ЗАДАНИЯ:
**a)** Выпишите из текста о памятнике собаке все утверждения Ивана Петровича о том, как на деле обходятся с животными в его опытах, каждое отдельным предложением.
**b)** Продолжите текст о памятнике собаке с того места, где он обрывается.

ТЕКСТ:
>>>>

На третьей стороне изображена собака под хлороформенной маской и цитата из сочинений Павлова: “Пусть собака помощница и друг человека с доисторических времен приносится в жертву науке, но наше достоинство обязывает нас, чтобы это происходило непременно и всегда без ненужного мучительства”.
– Противники вивисекций, издающие в Англии свой собственный журнал, – сказал Иван Петрович гостям, – не пропускают ни одного моего приезда в Лондон без того, чтобы не вылить на меня ушаты грязи. “Палач”, “мучитель” – вот как они меня называют. Между тем мы никогда не приносим животным страданий. Каждая операция производится под наркозом, как человеку. После операции собаки прекрасно поправляются. Надо было бы сфотографировать этот барельеф и послать его в Лондон, как наш ответ».[31]
Таким образом, этот памятник из той же серии, что и «наш ответ Чемберлену». Под Чемберленом в данном случае следует понимать всю мировую реакцию, обскурантизм, олицетворяемый, по Павлову, так называемыми защитниками животных, отрицающими необходимость научных опытов над собаками.

<<<<

ИСХОДНЫЕ ДАННЫЕ:
>>>>

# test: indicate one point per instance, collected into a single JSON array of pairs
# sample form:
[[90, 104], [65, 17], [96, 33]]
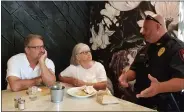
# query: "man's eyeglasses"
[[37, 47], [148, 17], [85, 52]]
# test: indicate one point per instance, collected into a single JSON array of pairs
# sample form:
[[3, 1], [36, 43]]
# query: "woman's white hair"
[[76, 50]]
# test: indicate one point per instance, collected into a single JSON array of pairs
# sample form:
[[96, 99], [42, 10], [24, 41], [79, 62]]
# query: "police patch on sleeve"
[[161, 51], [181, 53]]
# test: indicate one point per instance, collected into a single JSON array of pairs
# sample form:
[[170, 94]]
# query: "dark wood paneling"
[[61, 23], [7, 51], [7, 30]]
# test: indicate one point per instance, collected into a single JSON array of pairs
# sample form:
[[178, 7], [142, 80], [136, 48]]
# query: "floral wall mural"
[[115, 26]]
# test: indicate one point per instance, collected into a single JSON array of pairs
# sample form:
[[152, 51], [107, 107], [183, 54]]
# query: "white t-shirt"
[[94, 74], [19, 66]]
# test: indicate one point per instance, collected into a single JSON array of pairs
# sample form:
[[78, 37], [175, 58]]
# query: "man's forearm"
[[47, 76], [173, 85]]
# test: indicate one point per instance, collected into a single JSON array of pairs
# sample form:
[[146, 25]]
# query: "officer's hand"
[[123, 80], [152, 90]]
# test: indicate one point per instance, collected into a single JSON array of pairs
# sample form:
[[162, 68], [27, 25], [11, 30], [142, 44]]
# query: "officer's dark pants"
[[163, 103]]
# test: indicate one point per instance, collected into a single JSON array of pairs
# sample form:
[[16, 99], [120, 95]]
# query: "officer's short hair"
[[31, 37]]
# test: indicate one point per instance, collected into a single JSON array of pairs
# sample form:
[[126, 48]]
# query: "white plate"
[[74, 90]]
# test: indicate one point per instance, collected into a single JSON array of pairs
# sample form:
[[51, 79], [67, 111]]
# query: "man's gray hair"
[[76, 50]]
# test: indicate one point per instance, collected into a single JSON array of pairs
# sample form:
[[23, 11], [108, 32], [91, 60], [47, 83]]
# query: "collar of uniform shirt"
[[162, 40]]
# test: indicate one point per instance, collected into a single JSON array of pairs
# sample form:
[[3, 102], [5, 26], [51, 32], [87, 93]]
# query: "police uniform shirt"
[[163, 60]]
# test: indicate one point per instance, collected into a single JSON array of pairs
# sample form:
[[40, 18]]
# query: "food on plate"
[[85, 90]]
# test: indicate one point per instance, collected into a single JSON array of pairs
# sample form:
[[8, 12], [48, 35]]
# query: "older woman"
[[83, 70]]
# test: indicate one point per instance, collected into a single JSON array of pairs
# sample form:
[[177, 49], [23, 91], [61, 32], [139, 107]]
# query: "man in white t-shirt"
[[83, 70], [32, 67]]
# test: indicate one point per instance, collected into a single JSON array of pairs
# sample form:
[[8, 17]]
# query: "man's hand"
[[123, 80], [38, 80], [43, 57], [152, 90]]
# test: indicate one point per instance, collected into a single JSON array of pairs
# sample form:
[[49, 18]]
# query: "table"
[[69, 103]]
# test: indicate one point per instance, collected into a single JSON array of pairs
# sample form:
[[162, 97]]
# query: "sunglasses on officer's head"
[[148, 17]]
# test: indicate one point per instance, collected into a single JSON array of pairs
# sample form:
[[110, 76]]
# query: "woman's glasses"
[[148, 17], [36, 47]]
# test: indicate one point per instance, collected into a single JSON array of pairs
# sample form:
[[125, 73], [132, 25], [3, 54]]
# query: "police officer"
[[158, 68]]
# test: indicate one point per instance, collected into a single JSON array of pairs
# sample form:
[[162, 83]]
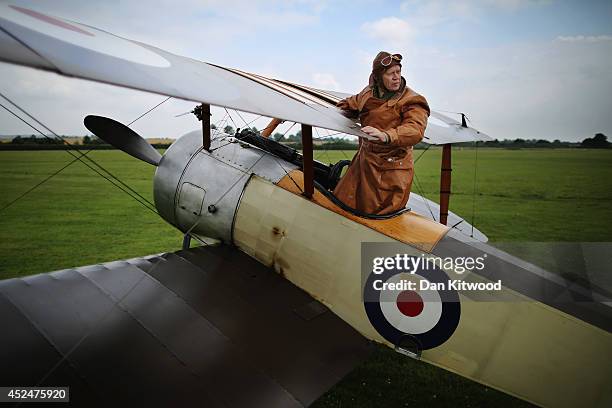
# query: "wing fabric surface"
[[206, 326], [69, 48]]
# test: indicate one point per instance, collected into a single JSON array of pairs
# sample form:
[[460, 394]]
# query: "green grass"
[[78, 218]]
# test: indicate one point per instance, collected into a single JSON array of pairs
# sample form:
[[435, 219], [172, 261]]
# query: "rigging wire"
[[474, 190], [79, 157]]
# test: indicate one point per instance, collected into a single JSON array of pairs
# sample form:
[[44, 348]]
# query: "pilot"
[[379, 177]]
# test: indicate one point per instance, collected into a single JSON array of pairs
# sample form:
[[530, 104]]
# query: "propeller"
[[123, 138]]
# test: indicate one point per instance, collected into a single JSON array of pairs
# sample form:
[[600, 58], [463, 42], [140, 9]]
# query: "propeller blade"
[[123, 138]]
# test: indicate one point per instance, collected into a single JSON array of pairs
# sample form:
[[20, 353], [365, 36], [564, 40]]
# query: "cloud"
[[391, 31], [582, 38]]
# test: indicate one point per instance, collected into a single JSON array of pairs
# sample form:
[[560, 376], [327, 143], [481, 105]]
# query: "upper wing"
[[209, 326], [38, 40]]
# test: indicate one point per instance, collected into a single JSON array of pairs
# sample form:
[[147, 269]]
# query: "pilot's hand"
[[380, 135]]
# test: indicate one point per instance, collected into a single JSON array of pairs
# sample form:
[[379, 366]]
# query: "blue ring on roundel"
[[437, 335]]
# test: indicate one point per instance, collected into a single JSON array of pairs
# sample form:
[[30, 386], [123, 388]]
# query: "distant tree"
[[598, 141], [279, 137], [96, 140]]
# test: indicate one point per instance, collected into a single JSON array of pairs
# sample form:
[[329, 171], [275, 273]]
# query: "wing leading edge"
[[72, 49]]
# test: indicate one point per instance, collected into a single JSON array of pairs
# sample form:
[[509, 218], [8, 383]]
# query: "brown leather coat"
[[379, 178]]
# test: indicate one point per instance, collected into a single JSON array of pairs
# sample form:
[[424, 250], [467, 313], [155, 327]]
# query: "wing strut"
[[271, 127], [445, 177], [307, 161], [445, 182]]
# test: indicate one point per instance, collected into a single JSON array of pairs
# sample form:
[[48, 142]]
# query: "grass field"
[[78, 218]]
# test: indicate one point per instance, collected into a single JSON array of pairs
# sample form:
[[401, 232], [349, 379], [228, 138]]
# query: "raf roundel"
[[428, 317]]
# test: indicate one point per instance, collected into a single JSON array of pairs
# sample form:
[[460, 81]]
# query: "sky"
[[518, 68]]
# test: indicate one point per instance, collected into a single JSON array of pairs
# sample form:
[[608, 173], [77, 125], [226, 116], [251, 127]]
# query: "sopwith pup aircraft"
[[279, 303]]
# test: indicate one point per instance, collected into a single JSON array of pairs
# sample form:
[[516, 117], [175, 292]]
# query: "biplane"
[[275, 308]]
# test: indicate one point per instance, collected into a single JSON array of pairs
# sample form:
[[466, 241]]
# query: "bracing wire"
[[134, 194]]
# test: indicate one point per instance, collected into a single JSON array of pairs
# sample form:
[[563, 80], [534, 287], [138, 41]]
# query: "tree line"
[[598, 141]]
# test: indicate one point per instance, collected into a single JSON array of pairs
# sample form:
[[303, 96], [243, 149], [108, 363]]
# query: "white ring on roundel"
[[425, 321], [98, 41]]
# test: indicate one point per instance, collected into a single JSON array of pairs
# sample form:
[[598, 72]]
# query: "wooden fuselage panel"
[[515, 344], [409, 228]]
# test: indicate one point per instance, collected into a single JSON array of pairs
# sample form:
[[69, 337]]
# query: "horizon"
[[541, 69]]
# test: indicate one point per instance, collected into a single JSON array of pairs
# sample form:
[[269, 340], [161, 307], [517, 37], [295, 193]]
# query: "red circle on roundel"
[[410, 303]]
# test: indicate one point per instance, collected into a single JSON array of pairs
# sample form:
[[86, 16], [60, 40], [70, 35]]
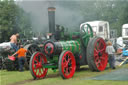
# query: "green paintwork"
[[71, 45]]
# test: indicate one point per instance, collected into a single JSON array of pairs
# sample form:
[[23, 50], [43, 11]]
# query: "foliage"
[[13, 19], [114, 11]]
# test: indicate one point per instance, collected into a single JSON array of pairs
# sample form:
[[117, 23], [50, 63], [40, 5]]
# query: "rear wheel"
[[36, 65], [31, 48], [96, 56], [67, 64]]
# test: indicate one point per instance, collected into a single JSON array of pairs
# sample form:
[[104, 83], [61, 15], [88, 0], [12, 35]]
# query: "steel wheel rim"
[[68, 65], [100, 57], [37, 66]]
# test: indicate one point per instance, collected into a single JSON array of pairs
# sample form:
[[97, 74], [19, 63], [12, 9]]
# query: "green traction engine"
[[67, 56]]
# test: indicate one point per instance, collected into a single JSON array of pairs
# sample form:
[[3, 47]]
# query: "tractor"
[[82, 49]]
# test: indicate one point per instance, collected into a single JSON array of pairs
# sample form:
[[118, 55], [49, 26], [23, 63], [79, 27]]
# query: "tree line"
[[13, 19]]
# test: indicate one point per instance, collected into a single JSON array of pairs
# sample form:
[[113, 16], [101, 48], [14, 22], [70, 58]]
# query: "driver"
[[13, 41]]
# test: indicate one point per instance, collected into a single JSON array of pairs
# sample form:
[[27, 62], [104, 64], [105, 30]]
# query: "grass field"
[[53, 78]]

<<<<

ОТВЕТЫ:
**a)**
Между тем мы никогда не приносим животным страданий.
Каждая операция производится под наркозом, как человеку.
После операции собаки прекрасно поправляются.

**b)**
Слово «палач» вспомнилось ему не случайно. С тогдашними «зелеными» великий физиолог имел давние счеты. Еще в 1903 году ему приходилось заседать в комиссии по расследованию вопроса о злоупотреблениях вивисекциями. Комиссия из трех профессоров была образована конференцией Военно-хирургической академии в ответ на резолюцию военного министра, наложенную на письмо председательницы Общества покровительства животным баронессы Мейендорф. Вмешательство сильных мира сего существенно осложняло исследовательскую работу физиологов. Заглавие доклада баронессы говорило само за себя: «О вивисекции, как возмутительном и бесполезном злоупотреблении во имя науки». Разумеется, комиссия опровергла все доводы противницы вивисекций, причем в весьма корректных тонах, чего Павлову показалось, по-видимому, мало, и он выступил с особым мнением, не сковывая себя в выборе выражений. «Когда я приступаю к опыту, связанному в конце концов с гибелью животного, я испытываю тяжелое чувство сожаления, что прерываю ликующую жизнь, что являюсь палачом живого существа…»[32] – вот оно, болезненное «палач», вырвавшееся из уст экспериментатора!.. Но лишь, будучи «палачом» поневоле, во имя высокой цели, можно испытывать подлинные нравственные терзания, которые и не приснятся записным «покровителям» – не им судить физиологов! Таков главный пафос «особого мнения». О ложной «заботе» Павлов писал с негодованием: «Нет, это не высокое и благородное чувство жалости к страданиям всего живого и чувствующего; это одно из плохо замаскированных проявлений вечной вражды и борьбы невежества против науки, тьмы против света».